Quellenauszug:
━━━━━━━━━━━━━━━━━━━━

Tschechiens Regierung ist daran interessiert, die Internationalisierung der Branche zu fördern. Sie unterstützt Geschäftsanbahnungsreisen in potenzielle Exportmärkte, zuletzt nach Israel, Japan und Skandinavien.
Außerdem ist Tschechien Partnerland des D4Pack-Projekts (Facilitating the introduction of advanced packaging materials). Dieses Programm unterstützt kleine und mittlere Unternehmen der Agrar- und Lebensmittelbranche bei der Entwicklung nachhaltiger und innovativer Verpackungslösungen. Die innovativen Verpackungen sollen die Haltbarkeit von Lebensmitteln verlängern und einen geringen ökologischen Fußabdruck haben. Tschechien ist neben Italien, Ungarn und Slowenien eines der vier Länder, in denen die entwickelten Lösungen getestet und implementiert werden.
Gutes Umfeld für innovative Lebensmittel
Aufgrund geringer Regulierung und wenig Vorbehalten bei Verbrauchern entwickeln sich in Tschechien Biotechunternehmen gut. Die Prager Firma Bene Meat Technologies (BMT) ist innerhalb weniger Jahre zu einem Global Player für die Produktion von Kulturfleisch geworden. Das in einem Bioreaktor gezüchtete Fleisch wird als Hunde- und Katzenfutter verwendet. Das Produkt zielt aber vor allem auf westeuropäische Märkte. Nach Angaben des Unternehmens sei der tschechische Markt für solche Produkte noch nicht reif.

━━━━━━━━━━━━━━━━━━━━

Extrahierte Angaben:

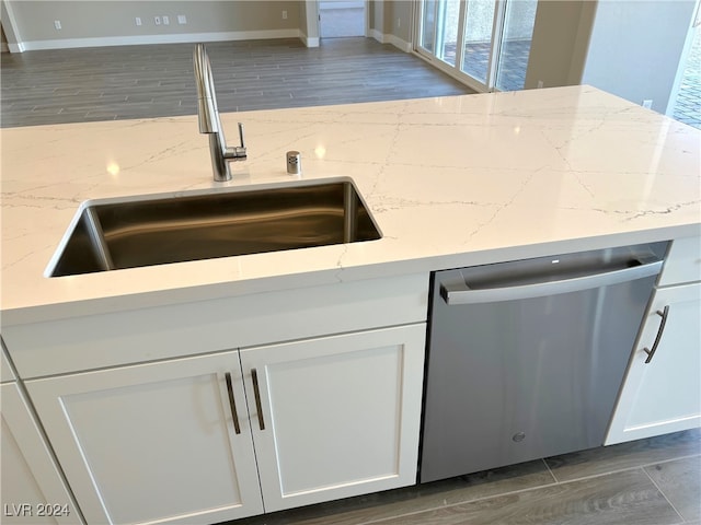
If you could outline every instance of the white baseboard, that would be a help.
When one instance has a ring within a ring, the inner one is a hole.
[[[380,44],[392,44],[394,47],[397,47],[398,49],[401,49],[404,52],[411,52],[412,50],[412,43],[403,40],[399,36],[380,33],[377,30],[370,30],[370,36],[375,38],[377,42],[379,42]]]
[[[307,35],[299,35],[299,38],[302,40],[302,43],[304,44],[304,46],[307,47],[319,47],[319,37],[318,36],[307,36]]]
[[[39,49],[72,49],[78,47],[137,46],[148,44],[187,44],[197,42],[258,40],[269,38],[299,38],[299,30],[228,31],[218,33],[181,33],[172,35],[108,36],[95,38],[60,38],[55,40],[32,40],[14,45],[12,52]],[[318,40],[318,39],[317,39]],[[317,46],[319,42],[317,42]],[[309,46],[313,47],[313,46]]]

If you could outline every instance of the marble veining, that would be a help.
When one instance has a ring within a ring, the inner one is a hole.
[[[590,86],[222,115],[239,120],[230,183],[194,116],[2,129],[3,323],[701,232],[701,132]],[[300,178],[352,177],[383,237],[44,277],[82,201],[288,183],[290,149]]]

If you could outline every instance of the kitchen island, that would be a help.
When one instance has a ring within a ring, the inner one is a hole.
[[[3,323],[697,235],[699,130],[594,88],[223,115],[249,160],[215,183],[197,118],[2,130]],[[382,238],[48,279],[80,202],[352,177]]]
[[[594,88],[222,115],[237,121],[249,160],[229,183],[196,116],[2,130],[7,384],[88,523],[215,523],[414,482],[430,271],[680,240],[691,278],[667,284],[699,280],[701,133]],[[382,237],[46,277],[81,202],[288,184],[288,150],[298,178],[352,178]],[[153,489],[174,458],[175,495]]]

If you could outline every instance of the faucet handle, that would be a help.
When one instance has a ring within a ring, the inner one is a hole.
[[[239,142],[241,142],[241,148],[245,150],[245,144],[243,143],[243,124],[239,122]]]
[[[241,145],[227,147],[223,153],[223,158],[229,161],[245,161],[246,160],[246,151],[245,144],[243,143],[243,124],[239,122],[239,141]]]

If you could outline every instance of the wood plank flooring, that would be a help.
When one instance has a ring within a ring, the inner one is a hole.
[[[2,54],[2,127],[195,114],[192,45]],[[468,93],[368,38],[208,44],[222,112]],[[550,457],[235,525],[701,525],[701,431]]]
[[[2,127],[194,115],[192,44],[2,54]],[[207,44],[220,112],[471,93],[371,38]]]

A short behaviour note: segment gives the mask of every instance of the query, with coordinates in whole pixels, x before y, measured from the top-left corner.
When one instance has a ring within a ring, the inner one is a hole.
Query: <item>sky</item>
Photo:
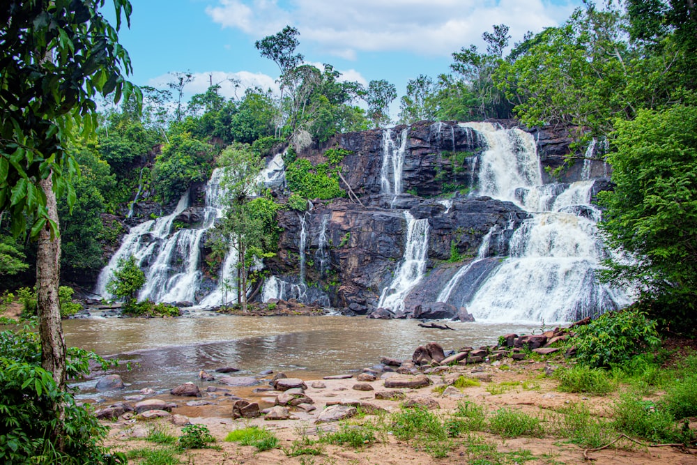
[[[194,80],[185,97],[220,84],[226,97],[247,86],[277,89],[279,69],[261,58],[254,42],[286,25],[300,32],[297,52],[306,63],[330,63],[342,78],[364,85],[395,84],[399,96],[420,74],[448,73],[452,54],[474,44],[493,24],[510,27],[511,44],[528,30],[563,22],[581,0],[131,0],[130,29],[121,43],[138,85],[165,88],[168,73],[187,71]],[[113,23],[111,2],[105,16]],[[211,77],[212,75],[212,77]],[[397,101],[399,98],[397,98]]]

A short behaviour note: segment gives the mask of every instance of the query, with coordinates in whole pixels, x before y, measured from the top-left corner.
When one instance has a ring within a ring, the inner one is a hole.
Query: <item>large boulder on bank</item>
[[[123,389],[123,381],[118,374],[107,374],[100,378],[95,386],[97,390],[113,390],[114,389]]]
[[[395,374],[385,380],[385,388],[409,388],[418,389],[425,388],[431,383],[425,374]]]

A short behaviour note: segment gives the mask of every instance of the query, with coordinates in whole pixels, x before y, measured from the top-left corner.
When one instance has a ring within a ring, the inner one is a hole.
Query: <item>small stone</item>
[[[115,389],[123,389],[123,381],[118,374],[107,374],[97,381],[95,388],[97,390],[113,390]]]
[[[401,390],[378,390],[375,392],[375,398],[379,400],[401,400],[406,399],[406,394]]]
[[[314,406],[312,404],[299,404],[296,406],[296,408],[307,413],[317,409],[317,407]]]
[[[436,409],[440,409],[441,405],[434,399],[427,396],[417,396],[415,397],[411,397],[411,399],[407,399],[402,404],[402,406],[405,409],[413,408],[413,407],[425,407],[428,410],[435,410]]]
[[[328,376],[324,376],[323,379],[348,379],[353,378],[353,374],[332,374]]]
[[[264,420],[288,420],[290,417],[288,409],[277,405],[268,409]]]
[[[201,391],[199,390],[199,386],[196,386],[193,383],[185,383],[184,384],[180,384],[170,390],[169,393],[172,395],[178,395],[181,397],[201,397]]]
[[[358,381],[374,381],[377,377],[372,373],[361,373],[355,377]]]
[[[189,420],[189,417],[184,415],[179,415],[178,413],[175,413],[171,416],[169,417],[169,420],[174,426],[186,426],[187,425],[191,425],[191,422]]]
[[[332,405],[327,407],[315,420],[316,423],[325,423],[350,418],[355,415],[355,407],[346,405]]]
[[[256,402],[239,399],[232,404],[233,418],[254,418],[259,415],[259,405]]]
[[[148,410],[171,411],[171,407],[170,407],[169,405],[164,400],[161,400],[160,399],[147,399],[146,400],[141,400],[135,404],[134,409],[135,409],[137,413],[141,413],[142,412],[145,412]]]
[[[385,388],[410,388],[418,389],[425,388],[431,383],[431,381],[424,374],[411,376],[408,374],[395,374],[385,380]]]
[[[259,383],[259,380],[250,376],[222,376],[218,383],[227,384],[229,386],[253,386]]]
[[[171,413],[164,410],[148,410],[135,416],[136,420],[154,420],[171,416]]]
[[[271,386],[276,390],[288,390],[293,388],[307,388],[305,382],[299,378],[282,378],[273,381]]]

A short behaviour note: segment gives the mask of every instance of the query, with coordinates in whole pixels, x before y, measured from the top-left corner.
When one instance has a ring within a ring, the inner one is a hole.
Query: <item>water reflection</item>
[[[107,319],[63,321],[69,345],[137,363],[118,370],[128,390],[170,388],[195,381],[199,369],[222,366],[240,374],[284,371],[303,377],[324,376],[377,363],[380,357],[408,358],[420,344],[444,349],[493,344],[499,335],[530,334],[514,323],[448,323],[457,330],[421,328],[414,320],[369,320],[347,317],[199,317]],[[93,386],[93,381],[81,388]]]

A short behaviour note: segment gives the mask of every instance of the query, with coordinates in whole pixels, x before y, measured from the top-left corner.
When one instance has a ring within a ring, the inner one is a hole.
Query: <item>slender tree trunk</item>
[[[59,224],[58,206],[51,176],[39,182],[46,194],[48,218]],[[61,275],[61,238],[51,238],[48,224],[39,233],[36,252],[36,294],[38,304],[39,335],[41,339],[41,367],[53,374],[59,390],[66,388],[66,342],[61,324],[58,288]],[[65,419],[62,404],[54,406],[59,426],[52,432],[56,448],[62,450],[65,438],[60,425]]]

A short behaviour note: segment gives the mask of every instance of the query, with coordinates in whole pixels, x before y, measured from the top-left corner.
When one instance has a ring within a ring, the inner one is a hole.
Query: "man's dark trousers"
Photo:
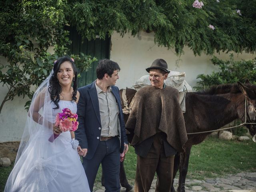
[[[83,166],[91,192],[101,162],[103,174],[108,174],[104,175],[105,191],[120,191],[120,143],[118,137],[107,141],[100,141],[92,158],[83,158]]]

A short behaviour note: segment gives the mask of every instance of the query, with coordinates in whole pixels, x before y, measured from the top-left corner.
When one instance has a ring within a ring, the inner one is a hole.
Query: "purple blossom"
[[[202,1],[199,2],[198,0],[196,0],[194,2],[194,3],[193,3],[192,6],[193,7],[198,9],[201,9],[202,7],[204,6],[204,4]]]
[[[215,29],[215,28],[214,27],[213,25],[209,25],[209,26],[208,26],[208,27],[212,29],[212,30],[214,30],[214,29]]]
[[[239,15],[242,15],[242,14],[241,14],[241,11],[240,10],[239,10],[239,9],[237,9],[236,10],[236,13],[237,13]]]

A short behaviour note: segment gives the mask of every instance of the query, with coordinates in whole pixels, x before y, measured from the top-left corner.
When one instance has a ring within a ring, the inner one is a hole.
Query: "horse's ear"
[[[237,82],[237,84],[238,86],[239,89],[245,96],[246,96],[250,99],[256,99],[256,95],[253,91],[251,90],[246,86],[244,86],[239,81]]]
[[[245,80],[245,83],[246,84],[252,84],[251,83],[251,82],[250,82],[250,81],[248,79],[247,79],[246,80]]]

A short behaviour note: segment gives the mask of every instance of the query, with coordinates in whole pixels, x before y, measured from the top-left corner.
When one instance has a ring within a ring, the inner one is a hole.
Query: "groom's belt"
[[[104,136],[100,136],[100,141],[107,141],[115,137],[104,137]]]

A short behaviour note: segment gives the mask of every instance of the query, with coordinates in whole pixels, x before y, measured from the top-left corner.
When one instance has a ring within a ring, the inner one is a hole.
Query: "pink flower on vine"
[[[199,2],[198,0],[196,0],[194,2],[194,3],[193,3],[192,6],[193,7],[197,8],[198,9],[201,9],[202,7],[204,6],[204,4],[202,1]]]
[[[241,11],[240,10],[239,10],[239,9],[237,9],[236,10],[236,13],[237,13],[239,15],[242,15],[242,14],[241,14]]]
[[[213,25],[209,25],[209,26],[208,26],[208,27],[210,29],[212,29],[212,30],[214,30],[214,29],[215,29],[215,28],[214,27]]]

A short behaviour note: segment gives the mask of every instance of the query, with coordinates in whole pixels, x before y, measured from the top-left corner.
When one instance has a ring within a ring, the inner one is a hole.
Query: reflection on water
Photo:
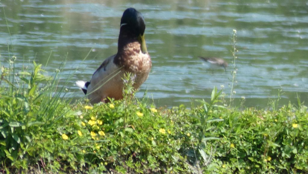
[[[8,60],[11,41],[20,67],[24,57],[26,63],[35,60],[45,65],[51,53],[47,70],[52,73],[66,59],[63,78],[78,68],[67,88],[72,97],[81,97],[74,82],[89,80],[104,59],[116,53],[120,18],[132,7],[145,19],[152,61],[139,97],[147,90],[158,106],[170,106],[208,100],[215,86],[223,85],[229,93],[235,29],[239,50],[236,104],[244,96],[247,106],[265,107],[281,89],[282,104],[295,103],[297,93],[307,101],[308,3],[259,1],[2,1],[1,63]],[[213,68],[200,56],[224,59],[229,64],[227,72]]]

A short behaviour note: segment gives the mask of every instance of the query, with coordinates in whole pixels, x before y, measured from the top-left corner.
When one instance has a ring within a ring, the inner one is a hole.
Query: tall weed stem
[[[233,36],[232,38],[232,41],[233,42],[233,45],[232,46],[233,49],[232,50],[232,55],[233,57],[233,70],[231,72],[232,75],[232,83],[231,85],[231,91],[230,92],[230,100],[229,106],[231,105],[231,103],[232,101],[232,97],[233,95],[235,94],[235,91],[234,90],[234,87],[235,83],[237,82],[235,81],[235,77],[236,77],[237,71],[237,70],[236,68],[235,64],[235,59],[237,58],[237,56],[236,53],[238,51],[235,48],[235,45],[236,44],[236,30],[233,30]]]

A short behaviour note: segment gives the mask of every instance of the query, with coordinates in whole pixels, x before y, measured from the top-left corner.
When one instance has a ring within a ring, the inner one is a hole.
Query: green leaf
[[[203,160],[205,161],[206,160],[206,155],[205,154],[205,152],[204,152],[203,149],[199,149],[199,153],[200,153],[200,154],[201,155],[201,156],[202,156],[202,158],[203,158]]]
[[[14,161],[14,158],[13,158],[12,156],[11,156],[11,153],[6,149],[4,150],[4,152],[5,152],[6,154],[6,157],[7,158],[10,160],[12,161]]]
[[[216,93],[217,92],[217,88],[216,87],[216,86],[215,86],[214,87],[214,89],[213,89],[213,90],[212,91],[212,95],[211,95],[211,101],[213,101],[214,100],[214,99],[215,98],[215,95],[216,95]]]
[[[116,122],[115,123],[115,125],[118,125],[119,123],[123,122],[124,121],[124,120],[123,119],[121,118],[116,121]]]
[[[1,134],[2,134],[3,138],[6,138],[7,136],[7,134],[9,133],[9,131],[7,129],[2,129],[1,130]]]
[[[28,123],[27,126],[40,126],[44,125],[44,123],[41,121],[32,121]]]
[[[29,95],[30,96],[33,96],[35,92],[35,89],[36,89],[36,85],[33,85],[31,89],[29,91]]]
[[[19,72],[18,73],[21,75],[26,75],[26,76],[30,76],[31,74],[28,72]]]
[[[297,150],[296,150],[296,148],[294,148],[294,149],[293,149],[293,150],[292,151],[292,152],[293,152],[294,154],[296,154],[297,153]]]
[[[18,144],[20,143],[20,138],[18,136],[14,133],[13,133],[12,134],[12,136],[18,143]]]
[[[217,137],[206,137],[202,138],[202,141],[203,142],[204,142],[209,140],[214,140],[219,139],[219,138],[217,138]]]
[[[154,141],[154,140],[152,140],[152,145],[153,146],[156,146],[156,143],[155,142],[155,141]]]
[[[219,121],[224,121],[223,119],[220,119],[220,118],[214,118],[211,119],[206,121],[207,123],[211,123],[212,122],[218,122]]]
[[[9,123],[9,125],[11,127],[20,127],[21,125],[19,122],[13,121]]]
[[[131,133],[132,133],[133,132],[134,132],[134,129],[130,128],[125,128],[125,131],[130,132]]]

━━━━━━━━━━━━━━━━━━━━

Aufgabenstellung: In welchen vier Ländern werden laut Quellenauszug die im D4Pack-Projekt entwickelten Verpackungslösungen getestet und implementiert? Die Einträge stammen aus einer anderen Quelle als der Quellenauszug.

Lösung der Aufgabe: In Tschechien, Italien, Ungarn und Slowenien.